Tuesday, 20 October 2020 / From 10am to 2pm
Nouvel Building, Protocol Room
ESTUDIO in conversation
An encounter that seeks to bring the public in touch with different performance proposals, before they take place, by approaching fields of research that explore the array of projects presented. Thus, it puts forward a common space of learning in the form of a colloquium with speakers associated with the artists participating in the second edition of ESTUDIO. Approached around four conversations, it opens up reflections, formulates questions and shares references to detect and reveal common interests, connections and potential. In short, a journey through the limits where the word emerges.
Thursday, 22 October 2020 / From 5pm to 9pm
Session 1 / Nouvel Building, Protocol Room
The Breeze Carries Lies. Niño de Elche
The breeze carries lies,
And let he who says he doesn’t lie
Tell you he doesn’t breathe
(Spanish folk song)
Heavy flamenco song, long song, song that belongs to someone, stolen voice, afillá (hoarse) voice, the voice this way, a gruff squawk, voice in song, voice of argument, ideal voice, the flamenco song written with spelling mistakes, personal song? The monkey sings from memory, song by right, oral voice, one’s own voice? Imaginary voice or voice of the mad, noisy voice, voice painted, strip back the voice, irate voice, legitimate voice, spiritual voice, voice of yarn, bastard song, regulated song, gifted song, ghostly song, spectral voice, voice of rubbish or voice of truth, sing another tune, common voice? Song of fire, physical voice, bloodied voice, spatial voice, deliberated voice, reflective voice, song of boy or girl, speechless voice, singular voice? Sing with no mouth, truthfully lying voice.

### SUPPLIED ENTRIES

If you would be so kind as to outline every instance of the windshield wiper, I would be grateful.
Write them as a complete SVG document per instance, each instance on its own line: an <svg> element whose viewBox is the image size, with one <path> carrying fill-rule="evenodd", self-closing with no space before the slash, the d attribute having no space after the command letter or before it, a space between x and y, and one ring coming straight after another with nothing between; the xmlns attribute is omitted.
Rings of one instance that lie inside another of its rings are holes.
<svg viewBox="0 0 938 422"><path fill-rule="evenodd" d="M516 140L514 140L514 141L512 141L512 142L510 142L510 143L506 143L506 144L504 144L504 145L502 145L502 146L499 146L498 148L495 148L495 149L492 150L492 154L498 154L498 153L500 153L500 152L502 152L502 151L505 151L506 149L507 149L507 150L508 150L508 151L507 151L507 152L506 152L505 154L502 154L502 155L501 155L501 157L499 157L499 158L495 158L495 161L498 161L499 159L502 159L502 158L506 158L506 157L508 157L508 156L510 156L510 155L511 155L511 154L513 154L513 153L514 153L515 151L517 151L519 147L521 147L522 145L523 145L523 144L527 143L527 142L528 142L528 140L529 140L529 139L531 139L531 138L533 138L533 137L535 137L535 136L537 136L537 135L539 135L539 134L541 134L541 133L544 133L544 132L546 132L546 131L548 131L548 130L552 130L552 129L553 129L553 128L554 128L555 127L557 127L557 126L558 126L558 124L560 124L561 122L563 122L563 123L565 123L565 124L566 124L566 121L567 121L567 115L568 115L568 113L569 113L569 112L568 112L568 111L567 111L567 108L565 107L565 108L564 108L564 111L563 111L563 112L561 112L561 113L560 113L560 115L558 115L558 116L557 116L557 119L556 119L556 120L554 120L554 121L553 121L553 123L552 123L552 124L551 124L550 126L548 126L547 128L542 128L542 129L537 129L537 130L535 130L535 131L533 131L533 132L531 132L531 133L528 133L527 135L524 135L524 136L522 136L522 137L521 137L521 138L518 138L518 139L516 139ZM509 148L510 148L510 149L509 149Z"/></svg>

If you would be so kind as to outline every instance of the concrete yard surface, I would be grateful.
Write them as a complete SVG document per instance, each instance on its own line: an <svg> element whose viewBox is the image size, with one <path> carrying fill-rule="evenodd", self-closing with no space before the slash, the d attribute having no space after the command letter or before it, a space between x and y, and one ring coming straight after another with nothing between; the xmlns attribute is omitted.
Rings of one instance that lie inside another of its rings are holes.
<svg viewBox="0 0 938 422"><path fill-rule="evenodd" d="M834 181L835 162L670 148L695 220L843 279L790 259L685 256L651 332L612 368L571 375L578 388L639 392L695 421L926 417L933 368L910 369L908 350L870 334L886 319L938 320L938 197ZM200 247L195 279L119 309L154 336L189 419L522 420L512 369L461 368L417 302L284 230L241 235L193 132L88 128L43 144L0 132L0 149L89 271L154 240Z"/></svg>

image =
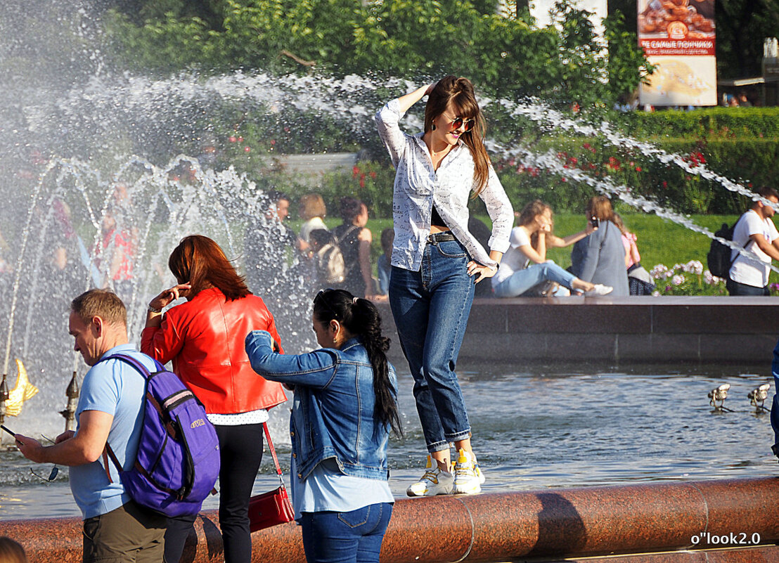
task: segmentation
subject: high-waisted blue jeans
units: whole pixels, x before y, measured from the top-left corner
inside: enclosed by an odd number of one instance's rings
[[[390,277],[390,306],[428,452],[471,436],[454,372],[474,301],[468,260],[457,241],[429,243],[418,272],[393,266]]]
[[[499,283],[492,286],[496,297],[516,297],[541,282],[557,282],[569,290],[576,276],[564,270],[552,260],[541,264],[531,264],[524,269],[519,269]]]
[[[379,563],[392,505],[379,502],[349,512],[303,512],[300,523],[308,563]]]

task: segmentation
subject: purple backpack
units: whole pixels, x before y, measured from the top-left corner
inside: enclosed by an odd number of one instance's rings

--

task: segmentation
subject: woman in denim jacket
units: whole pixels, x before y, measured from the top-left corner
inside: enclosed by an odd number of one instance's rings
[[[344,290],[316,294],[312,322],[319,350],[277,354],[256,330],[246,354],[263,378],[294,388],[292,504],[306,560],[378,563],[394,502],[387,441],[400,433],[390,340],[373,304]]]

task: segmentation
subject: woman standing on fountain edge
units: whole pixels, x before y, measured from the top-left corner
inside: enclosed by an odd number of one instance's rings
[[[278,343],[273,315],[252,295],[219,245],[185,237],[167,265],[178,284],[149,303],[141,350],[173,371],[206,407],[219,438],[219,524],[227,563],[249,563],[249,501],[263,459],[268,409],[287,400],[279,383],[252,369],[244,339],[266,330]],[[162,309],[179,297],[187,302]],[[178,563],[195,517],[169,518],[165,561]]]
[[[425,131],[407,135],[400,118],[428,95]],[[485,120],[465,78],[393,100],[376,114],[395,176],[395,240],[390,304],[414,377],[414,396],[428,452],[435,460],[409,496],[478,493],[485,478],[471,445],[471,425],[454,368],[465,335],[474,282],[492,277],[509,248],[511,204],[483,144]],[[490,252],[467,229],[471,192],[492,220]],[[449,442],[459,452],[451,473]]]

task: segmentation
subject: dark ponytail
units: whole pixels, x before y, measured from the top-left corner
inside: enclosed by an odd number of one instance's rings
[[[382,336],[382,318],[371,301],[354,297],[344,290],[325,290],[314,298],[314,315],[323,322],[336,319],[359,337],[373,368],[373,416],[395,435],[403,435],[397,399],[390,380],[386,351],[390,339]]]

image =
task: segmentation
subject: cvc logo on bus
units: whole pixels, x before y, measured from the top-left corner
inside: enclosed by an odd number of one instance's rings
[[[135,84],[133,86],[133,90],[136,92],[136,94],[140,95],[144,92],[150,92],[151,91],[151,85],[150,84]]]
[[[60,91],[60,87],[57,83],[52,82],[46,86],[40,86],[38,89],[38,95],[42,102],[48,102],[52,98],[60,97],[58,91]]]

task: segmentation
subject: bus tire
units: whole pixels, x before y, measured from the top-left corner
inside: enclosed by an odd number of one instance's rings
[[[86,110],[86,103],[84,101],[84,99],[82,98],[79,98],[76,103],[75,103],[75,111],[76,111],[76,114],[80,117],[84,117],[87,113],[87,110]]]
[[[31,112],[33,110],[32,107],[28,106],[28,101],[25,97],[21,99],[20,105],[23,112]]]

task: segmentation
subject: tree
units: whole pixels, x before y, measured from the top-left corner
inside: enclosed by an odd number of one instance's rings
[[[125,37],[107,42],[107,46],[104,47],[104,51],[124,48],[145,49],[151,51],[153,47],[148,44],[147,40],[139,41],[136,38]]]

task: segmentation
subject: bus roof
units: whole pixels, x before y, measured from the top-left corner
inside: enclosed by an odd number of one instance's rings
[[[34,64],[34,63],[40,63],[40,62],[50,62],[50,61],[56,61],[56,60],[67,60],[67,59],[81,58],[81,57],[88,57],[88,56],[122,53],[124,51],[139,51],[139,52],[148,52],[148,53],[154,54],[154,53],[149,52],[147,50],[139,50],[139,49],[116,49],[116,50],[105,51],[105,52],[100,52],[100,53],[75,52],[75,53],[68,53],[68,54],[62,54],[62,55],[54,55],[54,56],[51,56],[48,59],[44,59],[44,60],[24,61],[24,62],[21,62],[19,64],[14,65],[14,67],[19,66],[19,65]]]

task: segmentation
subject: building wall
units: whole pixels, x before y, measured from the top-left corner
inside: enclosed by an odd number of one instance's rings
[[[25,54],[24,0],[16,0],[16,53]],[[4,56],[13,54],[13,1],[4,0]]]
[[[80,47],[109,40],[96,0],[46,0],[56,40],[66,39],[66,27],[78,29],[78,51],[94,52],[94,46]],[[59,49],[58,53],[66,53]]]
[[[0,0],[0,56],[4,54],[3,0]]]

### WORK TO BE COMPLETED
Reproduce the ESTUDIO program text above word for word, from its first line to its last.

### TASK OUTPUT
Tuesday, 20 October 2020 / From 10am to 2pm
Nouvel Building, Protocol Room
ESTUDIO in conversation
An encounter that seeks to bring the public in touch with different performance proposals, before they take place, by approaching fields of research that explore the array of projects presented. Thus, it puts forward a common space of learning in the form of a colloquium with speakers associated with the artists participating in the second edition of ESTUDIO. Approached around four conversations, it opens up reflections, formulates questions and shares references to detect and reveal common interests, connections and potential. In short, a journey through the limits where the word emerges.
Thursday, 22 October 2020 / From 5pm to 9pm
Session 1 / Nouvel Building, Protocol Room
The Breeze Carries Lies. Niño de Elche
The breeze carries lies,
And let he who says he doesn’t lie
Tell you he doesn’t breathe
(Spanish folk song)
Heavy flamenco song, long song, song that belongs to someone, stolen voice, afillá (hoarse) voice, the voice this way, a gruff squawk, voice in song, voice of argument, ideal voice, the flamenco song written with spelling mistakes, personal song? The monkey sings from memory, song by right, oral voice, one’s own voice? Imaginary voice or voice of the mad, noisy voice, voice painted, strip back the voice, irate voice, legitimate voice, spiritual voice, voice of yarn, bastard song, regulated song, gifted song, ghostly song, spectral voice, voice of rubbish or voice of truth, sing another tune, common voice? Song of fire, physical voice, bloodied voice, spatial voice, deliberated voice, reflective voice, song of boy or girl, speechless voice, singular voice? Sing with no mouth, truthfully lying voice.